== Exercise goal ==
In this exercise, return the whole listing exactly, excluding any images.

Raw records:

_ _ _ _

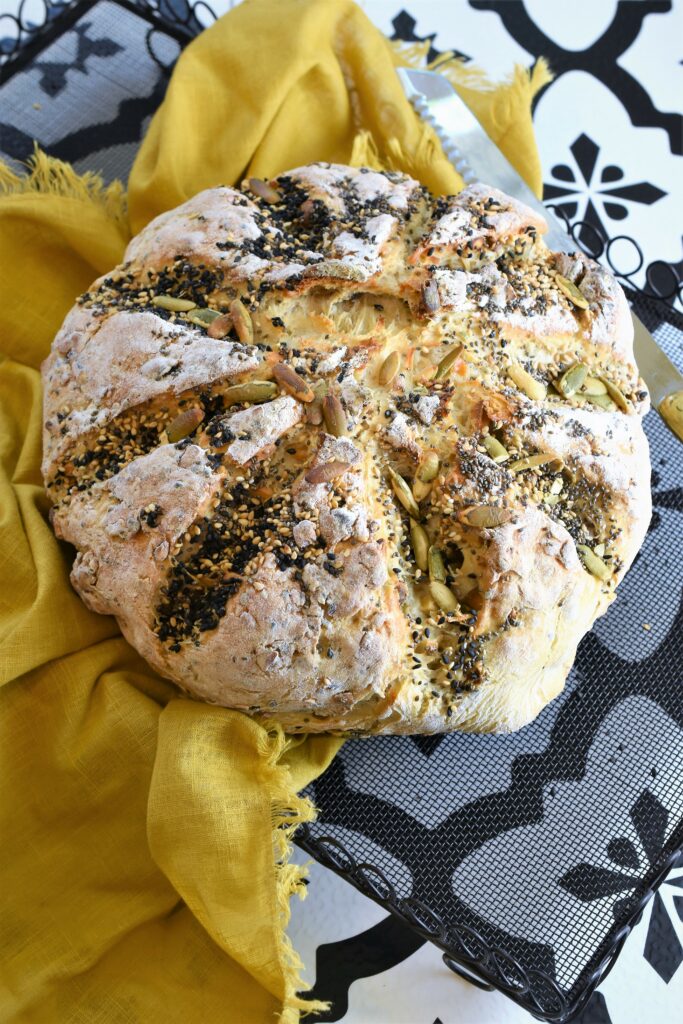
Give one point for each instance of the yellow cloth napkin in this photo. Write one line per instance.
(143, 859)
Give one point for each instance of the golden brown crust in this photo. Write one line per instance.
(338, 453)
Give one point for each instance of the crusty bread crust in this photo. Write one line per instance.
(336, 453)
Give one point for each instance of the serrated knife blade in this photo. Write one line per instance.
(476, 158)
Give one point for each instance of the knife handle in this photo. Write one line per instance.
(671, 411)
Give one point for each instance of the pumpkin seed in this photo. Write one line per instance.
(420, 489)
(428, 468)
(431, 297)
(529, 385)
(264, 190)
(403, 494)
(250, 391)
(485, 516)
(334, 416)
(203, 317)
(529, 461)
(572, 379)
(327, 471)
(593, 563)
(443, 596)
(593, 385)
(420, 543)
(474, 599)
(616, 395)
(183, 424)
(603, 400)
(313, 413)
(389, 368)
(220, 327)
(571, 292)
(445, 366)
(671, 409)
(435, 564)
(242, 322)
(497, 451)
(172, 304)
(292, 383)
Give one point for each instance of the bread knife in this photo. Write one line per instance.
(476, 158)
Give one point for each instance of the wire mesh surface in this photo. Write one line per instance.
(544, 843)
(524, 856)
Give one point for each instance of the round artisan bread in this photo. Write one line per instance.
(344, 455)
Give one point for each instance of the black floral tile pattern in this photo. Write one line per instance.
(522, 838)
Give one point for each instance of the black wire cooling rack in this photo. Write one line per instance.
(525, 859)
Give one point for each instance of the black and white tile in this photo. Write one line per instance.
(610, 140)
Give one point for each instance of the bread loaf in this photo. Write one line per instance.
(338, 453)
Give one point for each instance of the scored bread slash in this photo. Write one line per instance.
(327, 472)
(292, 383)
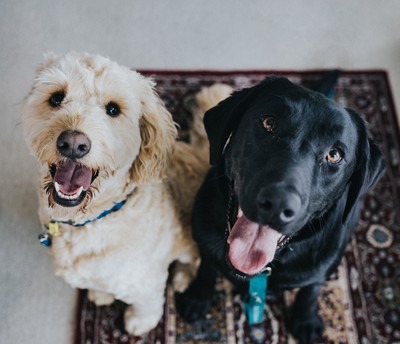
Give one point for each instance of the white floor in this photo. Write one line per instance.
(35, 306)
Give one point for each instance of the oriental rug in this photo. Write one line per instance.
(360, 303)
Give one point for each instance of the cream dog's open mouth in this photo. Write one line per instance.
(71, 182)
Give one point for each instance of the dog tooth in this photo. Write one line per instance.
(57, 186)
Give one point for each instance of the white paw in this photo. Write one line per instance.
(100, 298)
(140, 324)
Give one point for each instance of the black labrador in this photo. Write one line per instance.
(289, 169)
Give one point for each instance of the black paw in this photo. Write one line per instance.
(306, 328)
(190, 308)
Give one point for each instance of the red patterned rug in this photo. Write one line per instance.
(361, 302)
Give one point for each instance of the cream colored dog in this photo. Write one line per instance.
(116, 188)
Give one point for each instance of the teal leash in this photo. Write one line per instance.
(256, 297)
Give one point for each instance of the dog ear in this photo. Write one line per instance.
(223, 119)
(370, 165)
(158, 134)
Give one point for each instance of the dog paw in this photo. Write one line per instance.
(100, 298)
(139, 324)
(306, 329)
(181, 281)
(191, 309)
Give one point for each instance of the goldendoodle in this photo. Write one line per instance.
(116, 187)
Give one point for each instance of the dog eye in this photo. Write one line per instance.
(269, 123)
(334, 156)
(56, 99)
(112, 109)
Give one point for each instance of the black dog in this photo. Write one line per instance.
(289, 168)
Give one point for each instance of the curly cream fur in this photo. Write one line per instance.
(134, 156)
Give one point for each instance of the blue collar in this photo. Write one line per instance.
(116, 207)
(52, 229)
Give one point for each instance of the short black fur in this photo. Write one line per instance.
(286, 179)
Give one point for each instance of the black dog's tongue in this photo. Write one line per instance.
(71, 176)
(251, 245)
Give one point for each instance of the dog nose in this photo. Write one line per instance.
(278, 205)
(73, 144)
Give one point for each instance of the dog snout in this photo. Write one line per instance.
(278, 205)
(73, 144)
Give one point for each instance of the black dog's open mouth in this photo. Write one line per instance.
(251, 246)
(71, 182)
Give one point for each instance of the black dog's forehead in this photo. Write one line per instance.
(305, 115)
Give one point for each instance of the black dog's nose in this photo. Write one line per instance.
(73, 144)
(278, 205)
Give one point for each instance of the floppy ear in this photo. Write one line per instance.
(223, 119)
(158, 134)
(370, 165)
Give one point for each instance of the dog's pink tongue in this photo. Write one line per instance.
(71, 176)
(251, 245)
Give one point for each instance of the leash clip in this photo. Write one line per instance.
(256, 298)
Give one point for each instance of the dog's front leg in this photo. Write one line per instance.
(194, 303)
(100, 298)
(305, 323)
(144, 314)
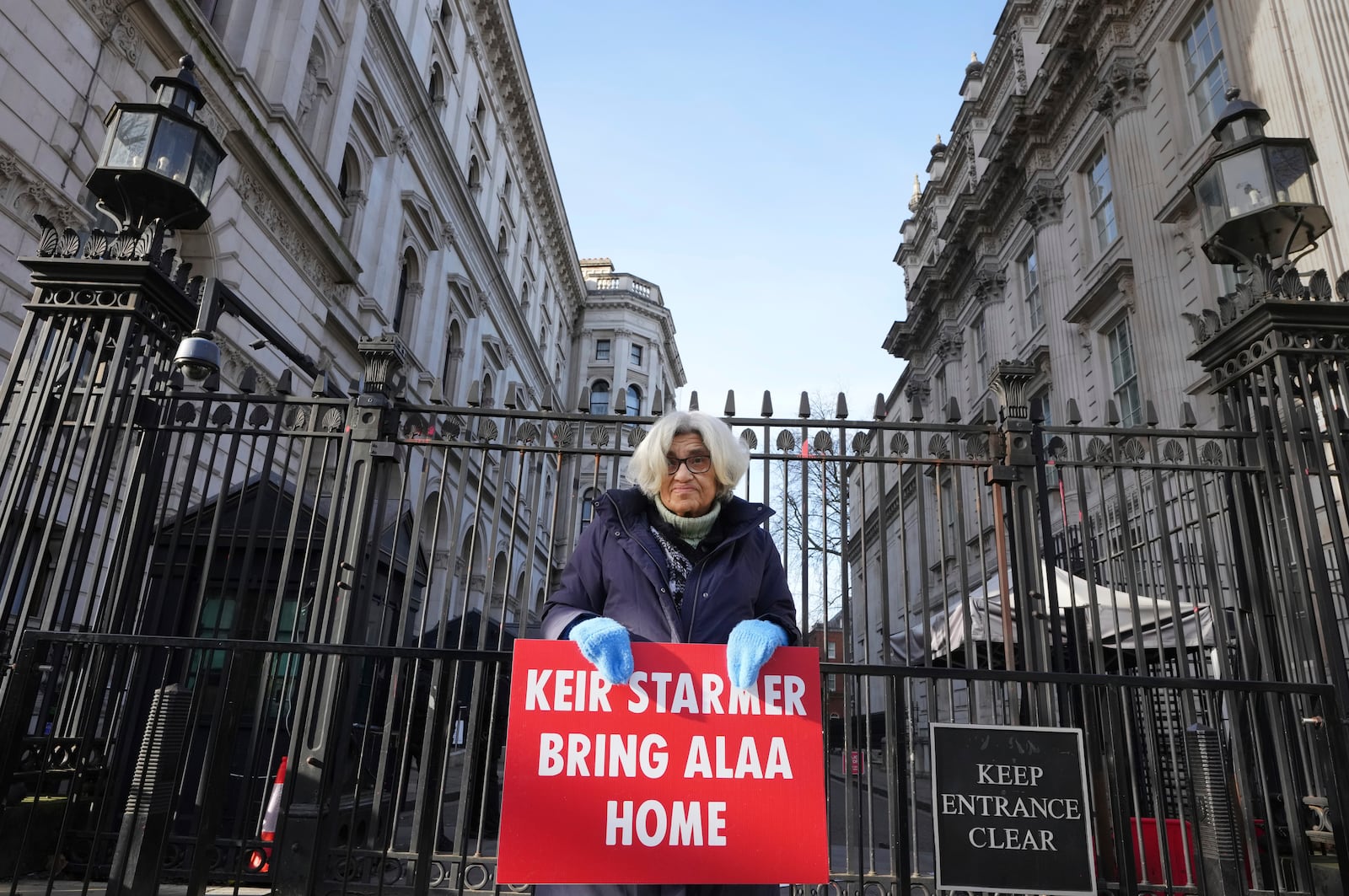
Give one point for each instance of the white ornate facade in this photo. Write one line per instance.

_ _ _ _

== Task answer ==
Give one point for each instance of the yellow cloth napkin in this photo. Write one line per instance.
(143, 859)
Give one point for each instance of the golden brown crust in this photo. Write one line per instance.
(338, 453)
Give one point for each instance of the crusty bread crust in this photo. Write one line per instance.
(336, 453)
Give one point for each instance of the serrated knife blade in this photo. Write one line per instance.
(476, 158)
Give one point for each instance of the knife handle in this photo. Write one line per instance.
(671, 411)
Give one point for each instance of the pumpkin seed in this photo. Write one line per instance.
(420, 489)
(428, 468)
(431, 297)
(529, 385)
(264, 190)
(403, 494)
(250, 391)
(485, 516)
(334, 416)
(203, 317)
(529, 461)
(572, 379)
(327, 471)
(593, 563)
(443, 596)
(593, 385)
(420, 543)
(474, 599)
(616, 395)
(183, 424)
(603, 400)
(313, 413)
(389, 368)
(220, 327)
(571, 292)
(445, 366)
(671, 409)
(435, 564)
(242, 322)
(497, 451)
(172, 304)
(292, 383)
Give one point for each instance of the bread knife in this photo. Write one line per instance.
(476, 158)
Give one point for each instance of the wire mesh surface in this photo. Write one line per instance.
(544, 843)
(524, 856)
Give one point for each instance of the round artisan bread in this photo. Write one line per instance.
(344, 455)
Give one point for each instance of the black floral tile pattern in this photo. Write one line per instance.
(522, 838)
Give one point for each instance of the black wire cooling rack in this photo. Write one line per instance.
(525, 859)
Give one point for each instance of the black and white tile in this photo. Write one line per instance.
(610, 140)
Give one point for each instance of the bread loaf in this photo. Write one line per instance.
(338, 453)
Give one point for each instance of the scored bread slash in this photo. Write one line per instance.
(327, 472)
(292, 383)
Give one point for each instance of the white floor in this photo. Write one line per instance.
(35, 306)
Give one point for each instance of the oriental rug in this photo. Write one line per instance.
(360, 303)
Give one point for each instance of the cream dog's open mouth in this photo. Write one line per instance.
(71, 182)
Give one point for each instance of the dog tooth in this photo. Write one line per instance.
(57, 186)
Give one point for each instance of the white paw in this photo. Write one line per instance.
(100, 298)
(140, 324)
Give one point for each instance of the black labrador in this photo. Write one line per instance.
(289, 169)
Give one point for each instance of the black paw in this photo. Write one line per instance.
(306, 328)
(190, 308)
Give one point for each instance of the red patterned rug in this photo. Write one line per instance.
(361, 302)
Give one point for each instance of the cream colored dog in this photo. Write one line per instance.
(116, 188)
Give one point for each instance of the teal leash in this photo. Write one line per instance.
(256, 297)
Give one point for each instance of the dog ear in this photo. Write one line per instance.
(223, 119)
(370, 165)
(158, 134)
Give one point for each instance of the dog paw in this photo. Write one line per instance.
(100, 298)
(139, 324)
(306, 329)
(181, 281)
(191, 309)
Give one point for each instance of the goldendoodle in this photo. Write one line per instance.
(116, 187)
Give one point for each instance of the dog eye in this photo. Write one line per instance.
(269, 123)
(334, 156)
(56, 99)
(112, 109)
Give one point for each instance of the black dog in this photo. Write one line per instance.
(289, 168)
Give one point for each instance of the curly cream fur in this photo. Write one line per instance.
(134, 156)
Give one point for each instance of the blue collar in this photo. Write one line per instance.
(116, 207)
(52, 229)
Give one point for each instance of the short black fur in this photo. Write one line per instance.
(286, 179)
Give one point for each instance of the black dog's tongue in this photo. Write one line per instance.
(71, 176)
(251, 245)
Give one point for each instance of the dog nose in this photo. Write one line per instance.
(278, 205)
(73, 144)
Give one point for each instance of the dog snout in this photo. Write one line per instance.
(278, 205)
(73, 144)
Give one point for each instance of the black dog's open mouth in this photo. Write one line per instance.
(251, 246)
(71, 182)
Give one point for each instance of the black dog's forehead in this photo. Write one line per instance.
(305, 115)
Give one point for each instance of the black dog's nose in this photo. Write one line per instance.
(73, 144)
(278, 205)
Give one point for each instance of the floppy ear in this photo. Write one line per instance.
(223, 119)
(158, 134)
(370, 165)
Give one point for each instance of the dog's pink tongue in this photo. Write one line per instance.
(71, 176)
(251, 245)
Give one point for each instance of the leash clip in this photo. Write one line per instance.
(256, 298)
Give one point for each instance of the dog's front leg in this photo. Write one line per instance.
(194, 303)
(100, 298)
(305, 323)
(144, 314)
Give one point for each instance of the white ornate facade in this photo. Write one line per instance.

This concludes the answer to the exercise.